→ What is being asked: Set down the entries again word for word, without any of the images.

→ Data for analysis:
*-*-*

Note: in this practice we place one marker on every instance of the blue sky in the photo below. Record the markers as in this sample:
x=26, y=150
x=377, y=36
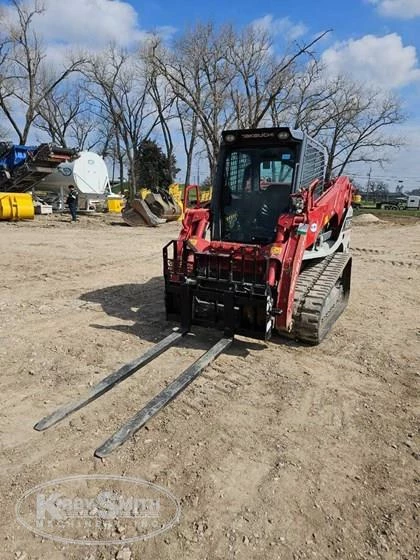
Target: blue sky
x=375, y=41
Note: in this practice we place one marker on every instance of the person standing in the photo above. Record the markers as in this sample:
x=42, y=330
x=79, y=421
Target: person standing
x=72, y=200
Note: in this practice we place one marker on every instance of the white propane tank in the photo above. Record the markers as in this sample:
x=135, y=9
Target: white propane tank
x=88, y=173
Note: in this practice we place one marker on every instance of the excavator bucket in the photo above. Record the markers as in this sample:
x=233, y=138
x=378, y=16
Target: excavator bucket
x=137, y=213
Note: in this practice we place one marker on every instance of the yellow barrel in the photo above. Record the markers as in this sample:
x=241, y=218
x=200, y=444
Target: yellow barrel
x=16, y=206
x=115, y=204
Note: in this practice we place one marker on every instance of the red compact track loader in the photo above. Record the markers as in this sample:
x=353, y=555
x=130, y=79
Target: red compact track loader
x=270, y=254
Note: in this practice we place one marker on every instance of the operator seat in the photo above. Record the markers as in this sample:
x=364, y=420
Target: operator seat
x=275, y=201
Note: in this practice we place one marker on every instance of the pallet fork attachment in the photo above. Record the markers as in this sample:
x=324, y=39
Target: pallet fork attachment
x=154, y=406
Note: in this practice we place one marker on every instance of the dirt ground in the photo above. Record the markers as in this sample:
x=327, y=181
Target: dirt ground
x=278, y=451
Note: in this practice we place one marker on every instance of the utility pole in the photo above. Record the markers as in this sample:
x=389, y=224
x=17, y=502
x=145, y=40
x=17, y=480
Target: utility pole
x=368, y=184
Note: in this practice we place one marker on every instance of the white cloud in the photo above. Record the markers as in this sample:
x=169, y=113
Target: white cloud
x=280, y=26
x=382, y=61
x=89, y=23
x=402, y=9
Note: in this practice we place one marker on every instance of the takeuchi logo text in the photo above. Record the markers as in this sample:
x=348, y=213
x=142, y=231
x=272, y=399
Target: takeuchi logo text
x=98, y=509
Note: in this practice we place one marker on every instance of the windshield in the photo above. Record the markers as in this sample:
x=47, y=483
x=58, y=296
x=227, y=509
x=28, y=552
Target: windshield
x=256, y=190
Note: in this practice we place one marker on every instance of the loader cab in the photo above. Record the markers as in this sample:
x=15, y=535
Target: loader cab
x=257, y=172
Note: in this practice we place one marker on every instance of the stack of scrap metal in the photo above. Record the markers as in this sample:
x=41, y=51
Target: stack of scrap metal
x=22, y=167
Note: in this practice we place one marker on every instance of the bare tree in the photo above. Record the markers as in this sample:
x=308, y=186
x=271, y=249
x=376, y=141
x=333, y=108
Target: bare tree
x=120, y=93
x=200, y=75
x=59, y=111
x=350, y=119
x=27, y=80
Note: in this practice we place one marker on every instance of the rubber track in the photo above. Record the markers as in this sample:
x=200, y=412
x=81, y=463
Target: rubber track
x=313, y=287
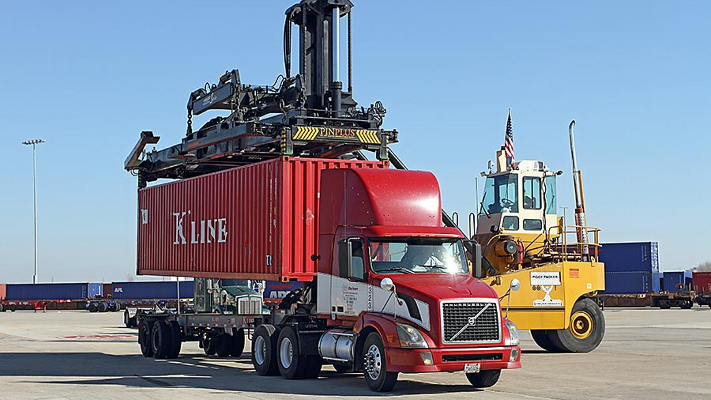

*-*-*

→ Response to this exercise:
Note: in this practice we place one marker on every instance of the blue sky in the photo below. Record the markers as in this sample:
x=26, y=150
x=377, y=36
Target: blue sky
x=375, y=41
Note: in this practice we place one marker on every instance of the person standing in the photo above. Record the markers as in this sample:
x=42, y=330
x=79, y=421
Target: person standing
x=72, y=200
Note: in this practice we place one marker on every instance of the white propane tank in the photo above. Record the markers as in this sample:
x=135, y=9
Target: white propane tank
x=88, y=173
Note: in this practice we place one marker on every instance of the excavator bucket in the photo above. Record the markers as in this sample:
x=233, y=138
x=378, y=16
Target: excavator bucket
x=137, y=213
Note: in this practice we place one marker on every instance of the yellow barrel in the photo above. Record the markers as in this sample:
x=241, y=218
x=200, y=444
Target: yellow barrel
x=16, y=206
x=115, y=204
Note: in this practice we place one marker on every instance of the red compact track loader in the photo above. Record the markers as in this sample:
x=353, y=555
x=130, y=79
Target: red compact track loader
x=270, y=254
Note: in this practice we place one marker on every instance of the operator seat in the photo above. Record the markers as in this sample:
x=364, y=420
Target: operator seat
x=275, y=201
Note: in this practice we place one marker on every instance of the pallet fork attachment in the photo above. Record the markers as in this sample:
x=324, y=39
Target: pallet fork attachment
x=154, y=406
Note: in this practice we place one marker on every instance of the dirt ground in the photo above. Record the markers as in this sample:
x=327, y=181
Target: dirt ground
x=278, y=451
Note: in this practice we place one marker on every instance of the utility pole in the photo above. Record the markers as in this sample:
x=389, y=224
x=17, y=502
x=145, y=40
x=17, y=480
Target: utility pole
x=368, y=184
Note: in this practice we place one marker on every instance of the white cloud in the photo above. Record the markers as in this sample:
x=169, y=113
Target: white cloud
x=280, y=26
x=382, y=61
x=89, y=23
x=402, y=9
Note: in this practice we place one marker on every instance of the takeuchi logo text in the photo above. Record the markers as in this sample:
x=348, y=213
x=142, y=231
x=272, y=399
Target: takeuchi logo text
x=98, y=509
Note: in this practice we place one marker on every instance of the windshield in the photo above. Record the markers as in this sample:
x=47, y=483
x=58, y=296
x=227, y=509
x=28, y=552
Target: windshield
x=256, y=190
Note: in this practice we place one marker on every instance of the loader cab in the photo above. Record the markers as in this sample:
x=15, y=535
Target: loader cab
x=257, y=172
Note: in this practice we place one marker on every instance of the stack of scrap metal in the photo above. Record the markers as in this sample:
x=41, y=51
Target: stack of scrap metal
x=22, y=167
Note: in this practice we place one marker on every instance of the bare tree in the photo above. Record the markers as in this sample:
x=308, y=186
x=271, y=249
x=376, y=141
x=333, y=108
Target: bare tree
x=120, y=93
x=200, y=75
x=59, y=111
x=350, y=119
x=27, y=80
Note: in this practice we place one marker on every instance of the rubber track in the photo above. Record the markers as in this sample:
x=200, y=412
x=81, y=463
Target: rubber track
x=313, y=287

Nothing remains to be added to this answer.